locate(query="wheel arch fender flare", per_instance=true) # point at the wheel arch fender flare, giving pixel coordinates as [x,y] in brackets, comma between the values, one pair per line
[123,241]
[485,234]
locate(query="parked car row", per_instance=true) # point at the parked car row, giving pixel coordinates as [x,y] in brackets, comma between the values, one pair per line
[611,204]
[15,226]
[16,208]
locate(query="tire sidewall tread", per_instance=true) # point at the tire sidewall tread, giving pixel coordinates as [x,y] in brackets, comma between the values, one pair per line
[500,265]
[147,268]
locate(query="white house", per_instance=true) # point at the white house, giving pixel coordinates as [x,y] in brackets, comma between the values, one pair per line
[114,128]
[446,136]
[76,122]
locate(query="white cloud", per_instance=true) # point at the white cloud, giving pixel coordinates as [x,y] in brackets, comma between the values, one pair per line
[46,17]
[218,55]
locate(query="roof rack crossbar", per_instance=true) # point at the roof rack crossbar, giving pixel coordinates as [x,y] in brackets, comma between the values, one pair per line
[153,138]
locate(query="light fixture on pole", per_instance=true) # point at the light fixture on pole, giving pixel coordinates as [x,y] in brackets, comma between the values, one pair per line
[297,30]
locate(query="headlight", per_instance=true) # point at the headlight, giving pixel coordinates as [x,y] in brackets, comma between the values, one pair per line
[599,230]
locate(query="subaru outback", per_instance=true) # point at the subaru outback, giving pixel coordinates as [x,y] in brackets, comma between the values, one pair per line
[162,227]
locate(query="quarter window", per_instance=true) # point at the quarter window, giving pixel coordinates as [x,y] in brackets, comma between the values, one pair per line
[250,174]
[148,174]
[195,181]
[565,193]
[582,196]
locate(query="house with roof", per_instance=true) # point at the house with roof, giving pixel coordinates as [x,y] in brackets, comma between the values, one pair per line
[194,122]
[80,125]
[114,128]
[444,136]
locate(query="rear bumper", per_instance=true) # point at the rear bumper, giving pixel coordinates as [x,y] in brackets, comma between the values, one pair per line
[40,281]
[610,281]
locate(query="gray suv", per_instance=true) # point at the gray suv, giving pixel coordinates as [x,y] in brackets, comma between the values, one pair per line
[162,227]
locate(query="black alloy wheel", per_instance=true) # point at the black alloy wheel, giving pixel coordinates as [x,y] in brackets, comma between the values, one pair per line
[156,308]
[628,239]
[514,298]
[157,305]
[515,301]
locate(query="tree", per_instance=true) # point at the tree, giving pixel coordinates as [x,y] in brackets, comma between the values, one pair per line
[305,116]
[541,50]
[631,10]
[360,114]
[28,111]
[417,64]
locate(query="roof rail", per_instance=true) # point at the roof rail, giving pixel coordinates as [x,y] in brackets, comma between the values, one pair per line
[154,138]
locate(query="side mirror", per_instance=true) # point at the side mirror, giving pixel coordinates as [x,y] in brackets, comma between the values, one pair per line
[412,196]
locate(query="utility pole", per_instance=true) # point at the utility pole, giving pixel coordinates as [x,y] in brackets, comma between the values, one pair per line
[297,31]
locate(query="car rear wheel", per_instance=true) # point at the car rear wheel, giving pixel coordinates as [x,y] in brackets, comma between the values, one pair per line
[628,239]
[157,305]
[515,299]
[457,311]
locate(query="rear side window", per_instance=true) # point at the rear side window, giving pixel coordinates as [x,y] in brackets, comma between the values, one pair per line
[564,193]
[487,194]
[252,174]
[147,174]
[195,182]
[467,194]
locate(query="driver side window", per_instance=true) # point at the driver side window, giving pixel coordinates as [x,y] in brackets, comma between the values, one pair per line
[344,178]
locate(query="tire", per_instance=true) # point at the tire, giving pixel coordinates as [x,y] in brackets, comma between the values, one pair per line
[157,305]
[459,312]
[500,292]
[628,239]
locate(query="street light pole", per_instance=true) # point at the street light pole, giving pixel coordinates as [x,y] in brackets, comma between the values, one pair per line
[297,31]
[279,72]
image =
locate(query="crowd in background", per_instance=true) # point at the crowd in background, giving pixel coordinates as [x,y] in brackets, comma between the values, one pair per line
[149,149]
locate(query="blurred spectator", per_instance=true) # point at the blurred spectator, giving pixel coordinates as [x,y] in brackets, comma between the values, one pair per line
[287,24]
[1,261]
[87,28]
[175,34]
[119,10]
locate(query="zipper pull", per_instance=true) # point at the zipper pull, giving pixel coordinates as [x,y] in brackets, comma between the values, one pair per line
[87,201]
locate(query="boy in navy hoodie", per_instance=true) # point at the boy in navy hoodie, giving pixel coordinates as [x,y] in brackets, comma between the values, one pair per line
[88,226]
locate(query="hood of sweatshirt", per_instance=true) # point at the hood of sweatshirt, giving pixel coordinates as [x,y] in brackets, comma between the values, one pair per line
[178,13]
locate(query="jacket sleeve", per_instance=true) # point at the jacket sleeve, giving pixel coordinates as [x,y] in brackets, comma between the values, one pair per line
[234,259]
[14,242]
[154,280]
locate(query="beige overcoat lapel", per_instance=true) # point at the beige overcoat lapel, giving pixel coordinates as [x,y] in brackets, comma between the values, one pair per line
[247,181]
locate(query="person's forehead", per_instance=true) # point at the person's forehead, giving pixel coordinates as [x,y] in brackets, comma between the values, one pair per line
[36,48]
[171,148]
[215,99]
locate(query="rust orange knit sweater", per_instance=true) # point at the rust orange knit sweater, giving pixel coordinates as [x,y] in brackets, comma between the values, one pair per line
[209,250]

The problem: Output each line of the material exactly as it was written above.

Task response:
locate(query="wheel arch fender flare", per_instance=true) # point at the wheel arch fender flare, giving pixel coordinates as [x,y] in brackets, comma between the values, one pair per line
[123,241]
[485,234]
locate(query="parked car row", per_instance=true) # point at the parked car row, giving pixel coordinates as [x,y] in brackets, comma between the values, one pair per line
[611,204]
[15,226]
[16,208]
locate(query="tire sidewall tread", per_instance=true) # point at the tire sidewall tread, giving pixel coordinates as [x,y] in brackets, comma between the values, one pair per line
[500,265]
[147,268]
locate(query="white house", per_instance=true) # point at the white house, giving pixel coordinates as [x,y] in brackets, comma between the values, one pair per line
[114,128]
[446,136]
[76,122]
locate(query="white cloud", per_instance=true) # point at the white cloud, giving pixel coordinates as [x,y] in brackets, comma between the values, one pair per line
[46,17]
[218,55]
locate(query="roof rack crossbar", per_instance=true) # point at the roof rack crossbar, giving pixel coordinates as [x,y] in brackets, comma between the values, one pair per line
[153,138]
locate(query="light fixture on pole", per_instance=true) # point at the light fixture on pole, giving pixel coordinates as [x,y] in brackets, comma between the values, one pair per line
[297,30]
locate(query="headlight", per_instance=true) # point at the headlight, giving pixel coordinates as [x,y] in brackets, comma between the values, one pair per line
[599,230]
locate(query="subaru outback", per_instance=true) # point at the subaru outback, giving pixel coordinates as [x,y] in brackets, comma between the values, one pair per line
[162,227]
locate(query="quarter window", per_instance=true) # point at the quarter window, giving pixel coordinates as [x,y] in brackets, comma between the values, one pair per line
[250,174]
[148,174]
[195,181]
[565,193]
[582,196]
locate(query="house with roof", per_instance=true) # point at the house with roof, giving pixel coordinates as [x,y] in brackets, comma between the values, one pair per line
[194,122]
[80,125]
[114,128]
[444,136]
locate(query="rear bumper", per_instance=true) # point at the rear bumper, giving pixel coordinates as [x,y] in brackets, comma between the values, one pair per line
[40,281]
[610,281]
locate(query="gray suv", per_instance=true) # point at the gray suv, giving pixel coordinates as [x,y] in brackets, comma between the values, one pair per line
[162,227]
locate(query="black alloy wheel", per_instance=true) # point at the black alloy wheel, giving pixel coordinates as [x,y] in brackets, comma between the values, one pair per line
[156,308]
[628,239]
[514,298]
[157,305]
[515,301]
locate(query="tree", per_instance=true) # point at the tree, giving pixel coordinates as [x,y] in brackets, comma between the values, one pair per line
[305,116]
[541,50]
[631,10]
[360,114]
[28,111]
[417,64]
locate(query="roof rail", per_instance=true) # point at the roof rail, giving pixel coordinates as [x,y] in brackets, comma between the values, one pair per line
[154,138]
locate(query="side mirror", per_instance=true) # point at the side mirror, giving pixel coordinates as [x,y] in brackets, comma between the values, one pair per line
[412,196]
locate(query="utility pole", per_instance=true) # point at the utility pole, giving pixel coordinates as [x,y] in brackets, comma between the values, one pair per line
[297,31]
locate(query="car rear wheel", per_instance=true) # point at the car rear wheel, giving pixel coordinates as [x,y] in brackets, comma between the values, one pair per line
[628,239]
[157,305]
[515,299]
[457,311]
locate(query="rear side window", per_instance=true) # point at the rear side window, giving pixel coordinates as [x,y] in brackets, comma between the values, one pair per line
[564,193]
[487,194]
[252,174]
[147,174]
[195,182]
[467,194]
locate(query="driver side window", per_instance=true) # point at the driver side window, giving pixel coordinates as [x,y] in brackets, comma between the values, one pair per line
[344,178]
locate(query="tire", per_instance=true) # point at the tire, giving pixel coordinates as [x,y] in brackets, comma between the values, one pair per line
[157,305]
[459,312]
[500,292]
[628,239]
locate(query="street light pole", per_instance=true) # point at the street light pole, giving pixel coordinates as [x,y] in brackets, comma between the values, one pair per line
[297,31]
[279,72]
image =
locate(query="crowd in background", per_instance=true) # point at the crowd in background, giving pixel coordinates as [x,y] in brackets, comma between the values, one pair per line
[149,149]
locate(query="blurred spectator", per_instance=true) # point at the blurred spectator, giving pixel coordinates as [x,y] in brackets, comma between the values, one pair per line
[287,24]
[1,261]
[87,28]
[175,34]
[119,10]
locate(query="zipper pull", per_instance=true) # point at the zipper pull, giving pixel coordinates as [x,y] in brackets, comma between the values, one pair per line
[87,201]
locate(query="boy in navy hoodie", per_instance=true) # point at the boy in navy hoodie, giving pixel coordinates as [x,y] in brackets, comma between the values, one pair per line
[88,226]
locate(query="hood of sweatshirt", per_instance=true) # point at the hood of sweatshirt, giving pixel coordinates as [x,y] in brackets, comma between the values, one pair per line
[178,13]
locate(query="jacket sleeve", per_instance=true) # point at the jacket sleeve, giving pixel coordinates as [x,y] in brackets, comma between the values, one pair per line
[234,259]
[14,242]
[154,280]
locate(query="beige overcoat lapel", per_instance=true) # point at the beige overcoat lapel, giving pixel coordinates as [x,y] in brackets, comma between the values, one pair per line
[247,181]
locate(query="person's forehead", per_instance=true) # point at the person's forehead, giving pixel coordinates as [x,y] in brackets, comma between the values, one pair per line
[36,48]
[171,148]
[215,99]
locate(query="rust orange knit sweater", per_instance=true) # point at the rust orange knit sweater, giving pixel coordinates as [x,y] in brackets, comma between the values, one pair per line
[209,250]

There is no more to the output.